### URAIAN TUGAS:
Cetak ulang seluruh catatan di bawah ini baris demi baris tanpa mengubah satu huruf atau angka pun.

### CATATAN YANG TERSEDIA:

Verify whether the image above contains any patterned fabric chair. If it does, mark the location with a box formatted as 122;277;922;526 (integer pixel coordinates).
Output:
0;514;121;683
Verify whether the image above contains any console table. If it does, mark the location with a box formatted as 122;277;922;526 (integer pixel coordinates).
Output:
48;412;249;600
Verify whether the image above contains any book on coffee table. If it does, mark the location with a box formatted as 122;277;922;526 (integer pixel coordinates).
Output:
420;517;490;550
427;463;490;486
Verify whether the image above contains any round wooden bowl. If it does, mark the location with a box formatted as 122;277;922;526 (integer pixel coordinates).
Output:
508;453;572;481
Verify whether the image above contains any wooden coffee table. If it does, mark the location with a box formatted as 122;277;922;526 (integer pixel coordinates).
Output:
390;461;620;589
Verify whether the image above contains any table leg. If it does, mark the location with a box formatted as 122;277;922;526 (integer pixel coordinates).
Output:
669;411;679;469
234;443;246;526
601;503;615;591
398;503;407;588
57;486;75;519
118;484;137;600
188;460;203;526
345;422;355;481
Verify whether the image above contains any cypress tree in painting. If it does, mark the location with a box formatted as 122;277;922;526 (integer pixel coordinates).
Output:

### JAWABAN TUGAS:
Verify whether the image above contains any patterned fabric chair. If it does, mark the location with a box formatted as 122;277;922;526 (integer pixel coordinates).
Output:
0;514;121;683
Verify whether the image above contains any console table. If it does, mark the location with a box formatted as 122;277;922;526 (integer pixel coordinates).
Output:
48;412;249;600
Verify whether the image above contains any book on coffee table. If it does, mark the location with a box formatted as 122;277;922;526 (integer pixel coordinates).
Output:
420;517;490;550
427;463;490;486
Verify whether the image above contains any round wooden bowl. If it does, mark the location with a box formatted as 122;277;922;526 (integer pixel coordinates).
Output:
508;453;572;481
Verify whether the image above contains any wooden coffee table. If it does, mark the location with a box formatted as 122;277;922;526 (integer pixel coordinates).
Output:
390;461;620;589
Verify whether the image above contains any table leg. If it does, mark the location with a box formatted as 122;277;922;526 (integer pixel coordinates).
Output:
669;411;679;469
234;443;246;526
601;503;615;591
398;503;407;588
57;486;75;519
118;484;137;600
188;460;203;526
345;422;355;481
Verify whether the image above contains any cypress tree in painting. If it does, mark the location with a box formatted as 122;277;922;526 (integer pixel coordinates).
Output:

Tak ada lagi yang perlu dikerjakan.